## Task inputs

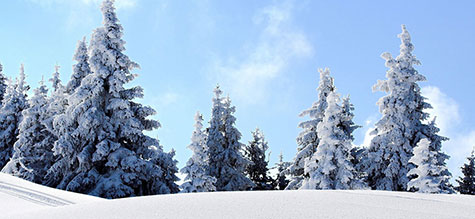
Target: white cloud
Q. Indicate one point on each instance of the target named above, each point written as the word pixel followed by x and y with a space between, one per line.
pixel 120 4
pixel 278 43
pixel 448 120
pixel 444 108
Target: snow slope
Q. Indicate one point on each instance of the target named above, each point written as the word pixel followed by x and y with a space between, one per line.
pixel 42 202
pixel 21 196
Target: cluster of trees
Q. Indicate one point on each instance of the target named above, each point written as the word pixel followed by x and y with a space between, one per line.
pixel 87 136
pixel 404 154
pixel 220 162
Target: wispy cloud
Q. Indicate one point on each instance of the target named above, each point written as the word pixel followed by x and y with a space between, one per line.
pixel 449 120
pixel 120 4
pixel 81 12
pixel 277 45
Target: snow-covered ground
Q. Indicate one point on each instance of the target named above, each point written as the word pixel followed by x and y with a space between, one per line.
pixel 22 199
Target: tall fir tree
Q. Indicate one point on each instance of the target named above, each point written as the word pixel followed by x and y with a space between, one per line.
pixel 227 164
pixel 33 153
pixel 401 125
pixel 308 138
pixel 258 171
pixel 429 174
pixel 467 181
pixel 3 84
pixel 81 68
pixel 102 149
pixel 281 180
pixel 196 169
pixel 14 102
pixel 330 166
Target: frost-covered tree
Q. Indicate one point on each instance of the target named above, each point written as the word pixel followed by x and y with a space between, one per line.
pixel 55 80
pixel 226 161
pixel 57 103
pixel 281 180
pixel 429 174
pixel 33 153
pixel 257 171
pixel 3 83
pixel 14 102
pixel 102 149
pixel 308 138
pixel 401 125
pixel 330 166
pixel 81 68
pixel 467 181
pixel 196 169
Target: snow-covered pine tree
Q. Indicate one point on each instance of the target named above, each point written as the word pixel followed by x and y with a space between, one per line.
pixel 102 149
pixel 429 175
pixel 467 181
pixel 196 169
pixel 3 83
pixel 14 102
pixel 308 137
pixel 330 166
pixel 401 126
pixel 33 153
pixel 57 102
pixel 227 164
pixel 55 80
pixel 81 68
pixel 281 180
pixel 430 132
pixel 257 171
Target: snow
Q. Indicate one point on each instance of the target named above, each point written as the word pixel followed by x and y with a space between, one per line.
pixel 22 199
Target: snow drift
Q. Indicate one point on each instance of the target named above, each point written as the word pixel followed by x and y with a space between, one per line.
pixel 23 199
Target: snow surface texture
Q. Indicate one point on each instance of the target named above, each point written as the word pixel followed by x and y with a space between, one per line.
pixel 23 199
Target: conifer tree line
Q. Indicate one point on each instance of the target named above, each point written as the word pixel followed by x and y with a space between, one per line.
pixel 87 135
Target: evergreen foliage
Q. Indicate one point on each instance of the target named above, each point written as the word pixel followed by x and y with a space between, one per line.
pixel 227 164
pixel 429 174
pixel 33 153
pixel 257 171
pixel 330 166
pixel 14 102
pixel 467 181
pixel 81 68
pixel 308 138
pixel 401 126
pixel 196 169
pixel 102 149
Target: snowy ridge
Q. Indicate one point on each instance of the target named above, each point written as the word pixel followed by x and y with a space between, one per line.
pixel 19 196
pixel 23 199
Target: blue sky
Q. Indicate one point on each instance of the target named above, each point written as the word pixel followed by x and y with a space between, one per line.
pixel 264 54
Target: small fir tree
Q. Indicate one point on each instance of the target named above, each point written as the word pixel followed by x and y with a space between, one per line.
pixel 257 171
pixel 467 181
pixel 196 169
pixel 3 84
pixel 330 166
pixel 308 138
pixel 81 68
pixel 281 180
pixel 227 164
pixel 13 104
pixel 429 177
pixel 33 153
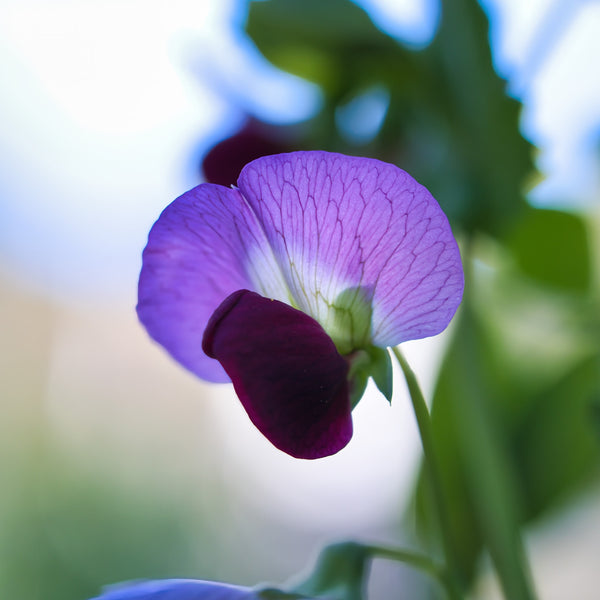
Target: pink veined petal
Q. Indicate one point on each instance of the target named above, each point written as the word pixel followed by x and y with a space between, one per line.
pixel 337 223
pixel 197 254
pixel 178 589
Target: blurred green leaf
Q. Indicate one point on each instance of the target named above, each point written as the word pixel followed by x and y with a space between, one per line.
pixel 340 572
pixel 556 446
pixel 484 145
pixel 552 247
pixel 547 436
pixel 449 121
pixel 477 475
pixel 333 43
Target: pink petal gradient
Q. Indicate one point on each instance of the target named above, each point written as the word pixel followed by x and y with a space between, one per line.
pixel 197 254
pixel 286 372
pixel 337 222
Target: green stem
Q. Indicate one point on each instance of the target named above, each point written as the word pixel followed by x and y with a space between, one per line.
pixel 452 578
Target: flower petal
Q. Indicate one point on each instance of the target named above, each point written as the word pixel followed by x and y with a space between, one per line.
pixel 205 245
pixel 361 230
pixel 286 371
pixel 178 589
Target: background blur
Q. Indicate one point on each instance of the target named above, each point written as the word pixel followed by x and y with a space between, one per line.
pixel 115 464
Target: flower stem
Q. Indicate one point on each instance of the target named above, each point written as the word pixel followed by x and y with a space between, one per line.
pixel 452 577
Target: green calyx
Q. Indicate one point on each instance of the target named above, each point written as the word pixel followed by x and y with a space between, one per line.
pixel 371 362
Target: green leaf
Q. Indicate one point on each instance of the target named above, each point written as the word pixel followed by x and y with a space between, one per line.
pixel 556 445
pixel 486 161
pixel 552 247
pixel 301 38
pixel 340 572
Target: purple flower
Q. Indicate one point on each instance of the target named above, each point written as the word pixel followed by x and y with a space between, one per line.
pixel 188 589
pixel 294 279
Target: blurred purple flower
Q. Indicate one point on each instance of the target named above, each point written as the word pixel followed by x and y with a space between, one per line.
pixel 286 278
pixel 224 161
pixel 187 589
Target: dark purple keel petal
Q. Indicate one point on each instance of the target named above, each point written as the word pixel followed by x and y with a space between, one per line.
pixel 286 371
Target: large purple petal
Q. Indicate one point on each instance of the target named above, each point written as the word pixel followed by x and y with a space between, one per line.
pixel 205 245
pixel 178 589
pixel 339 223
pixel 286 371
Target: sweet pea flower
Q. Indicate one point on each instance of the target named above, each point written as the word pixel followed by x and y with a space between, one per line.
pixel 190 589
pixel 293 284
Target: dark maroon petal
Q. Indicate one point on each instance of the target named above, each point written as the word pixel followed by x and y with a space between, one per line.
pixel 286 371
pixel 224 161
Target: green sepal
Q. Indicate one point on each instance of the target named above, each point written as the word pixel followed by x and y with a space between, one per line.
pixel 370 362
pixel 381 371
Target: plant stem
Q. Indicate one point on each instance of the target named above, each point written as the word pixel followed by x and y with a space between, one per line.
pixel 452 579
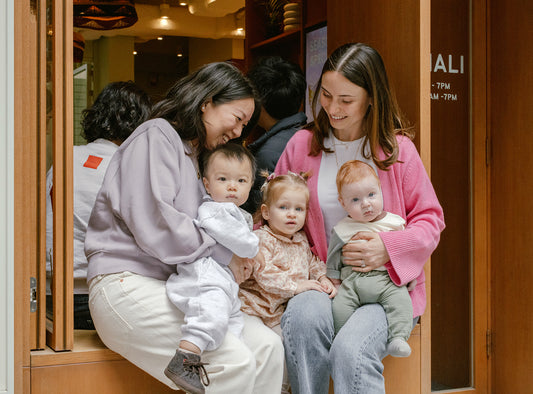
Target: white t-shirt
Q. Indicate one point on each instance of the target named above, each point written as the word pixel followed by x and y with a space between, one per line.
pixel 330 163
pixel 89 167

## What the task requires
Repeat the entire listing above line for line, leaving out the pictures.

## Answer to the exercise
Target: white cloud
Q. Indicate one point on each instance of the target named above, each point written as the word pixel followed by x and y with a space between, one per line.
pixel 120 4
pixel 278 43
pixel 448 120
pixel 444 108
Target: snow slope
Q. Indicate one point on each instance of the target named above, each point written as the word pixel followed by x and y with a space between, one per line.
pixel 42 202
pixel 21 196
Target: cluster of trees
Q. Indicate one point on each instance of the target named above, each point written as the word pixel followed by x and y with a space between, one per line.
pixel 87 136
pixel 404 154
pixel 220 162
Target: wispy cloud
Q. Indicate one point on each instance of the target named above, each point written as the word pixel followed by x and y with a space between, one per line.
pixel 449 120
pixel 120 4
pixel 81 12
pixel 277 45
Target: snow-covered ground
Q. Indicate one point on each instance of the target named above, each point written as the word pixel followed by x and y with a space between, one per line.
pixel 22 199
Target: tall fir tree
Q. Indicate one point on each instance of the target named above, each point written as the word pixel followed by x and y with a space between, one per line.
pixel 227 164
pixel 33 153
pixel 401 125
pixel 308 138
pixel 258 171
pixel 429 174
pixel 467 181
pixel 3 84
pixel 81 68
pixel 102 149
pixel 281 180
pixel 196 169
pixel 14 102
pixel 330 166
Target: frost-covered tree
Q. Indicate one point on each instance of the target named above, each point written as the word pixel followed by x and y with a space between, one per line.
pixel 55 80
pixel 226 161
pixel 57 103
pixel 281 180
pixel 429 174
pixel 33 153
pixel 257 171
pixel 3 83
pixel 14 102
pixel 102 149
pixel 308 138
pixel 401 125
pixel 330 166
pixel 81 68
pixel 467 181
pixel 196 169
Target: snow-covered pine tree
Q. Indicate one point on each instance of the target named above, each point written as the word pixel followed by x and y with a space between, one per line.
pixel 102 149
pixel 429 175
pixel 467 181
pixel 196 169
pixel 3 83
pixel 14 102
pixel 308 137
pixel 330 166
pixel 401 126
pixel 33 153
pixel 57 102
pixel 227 164
pixel 55 80
pixel 81 68
pixel 281 180
pixel 430 132
pixel 257 171
Target: snow
Q. Indicate one point on each instance of the target named above, each point written as the word pixel followed by x and y with a space between, one per line.
pixel 22 199
Target: snow drift
Q. Indicate one point on each instance of the target named above, each point written as the word pixel followed by x and y with a space between, one per line.
pixel 23 199
Target: snow surface texture
Q. Indicate one point on each instance of the target named above, each point written as the word pixel followed by x and y with a space between, one per line.
pixel 23 199
Target: conifer tree line
Q. Indicate one point on each instance of the target named above, each point written as the word pixel followed by x and y with a space between, one per line.
pixel 87 135
Target: evergreen foliage
Q. Indicate one point on each instance of the target named above, each point written as the word pixel followed by x and y with a space between, one per line.
pixel 227 164
pixel 429 174
pixel 33 153
pixel 257 171
pixel 330 166
pixel 14 102
pixel 467 181
pixel 81 68
pixel 308 138
pixel 401 126
pixel 196 169
pixel 102 149
Target: snowy ridge
Q. Indicate one point on each instance of the target named above, each point written as the word pixel followed by x and y with a space between, one per line.
pixel 19 196
pixel 23 199
Target: blue sky
Q. Indicate one point on each instance of the target named above, each point written as the word pixel followed by x and y with a space between, one per line.
pixel 264 54
Target: small fir tree
Q. Indicate one point on each instance of the target named above, each point written as the word pixel followed by x and y with a space between, one per line.
pixel 257 171
pixel 467 181
pixel 196 169
pixel 3 84
pixel 330 166
pixel 308 138
pixel 81 68
pixel 281 180
pixel 227 164
pixel 13 104
pixel 429 177
pixel 33 153
Target: pink veined petal
Q. Indicate one point on each instance of the target named above, each point written as the word pixel followed by x and y with a space between, one per line.
pixel 337 223
pixel 197 254
pixel 178 589
Target: blurred green leaf
Q. Indicate one point on each instance of the target named above, each point written as the word pixel followed by x and y with a space between, one per line.
pixel 340 572
pixel 556 446
pixel 484 145
pixel 552 247
pixel 547 436
pixel 449 121
pixel 477 475
pixel 333 43
Target: pink petal gradient
Q. Indicate one point on each instance of the target named above, each point written as the word pixel followed by x and y with a space between, one per line.
pixel 197 254
pixel 286 372
pixel 337 222
Target: green stem
Q. Indicate one point on each instance of the target named above, each point written as the word pixel followed by x and y with a space between, one per line.
pixel 452 578
Target: flower petal
Q. Indicate one point on each instance of the target named above, each point written as the word pixel followed by x and y with a space between, one per line.
pixel 205 245
pixel 361 230
pixel 286 371
pixel 178 589
Target: background blur
Q. Indicate one point on each instance of the target named above, each point written as the word pixel followed by x and y with a space between, one per line.
pixel 115 464
Target: flower stem
Q. Indicate one point on each instance of the target named above, each point written as the word pixel followed by x and y with a space between, one per line.
pixel 452 577
Target: green calyx
Q. Indicate one point on each instance of the target named above, each point written as the word pixel followed by x and y with a space between, one per line.
pixel 371 362
Target: green leaf
Q. Indicate one point on each instance of the target named above, each point written as the word pixel followed by x and y with a space between, one per line.
pixel 556 445
pixel 486 161
pixel 552 247
pixel 301 38
pixel 340 572
Target: purple flower
Q. Indicate one point on each instance of the target named above, each point written as the word pixel followed by x and y with a space between, one per line.
pixel 188 589
pixel 294 279
Target: blurred purple flower
Q. Indicate one point on each instance of the target named above, each point written as the word pixel followed by x and y with a space between, one per line.
pixel 286 278
pixel 224 161
pixel 187 589
Target: dark purple keel petal
Q. Indicate one point on each instance of the target named above, each point written as the word pixel followed by x and y with a space between, one per line.
pixel 286 371
Target: large purple petal
Q. Indicate one point on each instance of the target named above, each point written as the word pixel followed by x and y with a space between, one per line.
pixel 205 245
pixel 178 589
pixel 339 223
pixel 286 371
Target: sweet pea flower
Q. Indicate one point on each instance of the target named above, each point written as the word pixel followed by x and y with a space between, one per line.
pixel 190 589
pixel 293 284
Target: dark maroon petal
Q. Indicate one point on each instance of the target named above, each point written as the word pixel followed by x and y with a space between, one per line.
pixel 286 371
pixel 224 161
Target: green sepal
Q. Indicate one point on each instance of the target named above, each point written as the word pixel followed by x and y with a space between, one per line.
pixel 370 362
pixel 381 371
Target: plant stem
Q. Indicate one point on each instance of the target named above, each point written as the word pixel followed by x and y with a space between, one per line.
pixel 452 579
Target: white t-shirt
Q. Indicate one point on each instance of the target named above, each point written as the word pixel followed by x and y with a space between, one per line.
pixel 330 163
pixel 89 167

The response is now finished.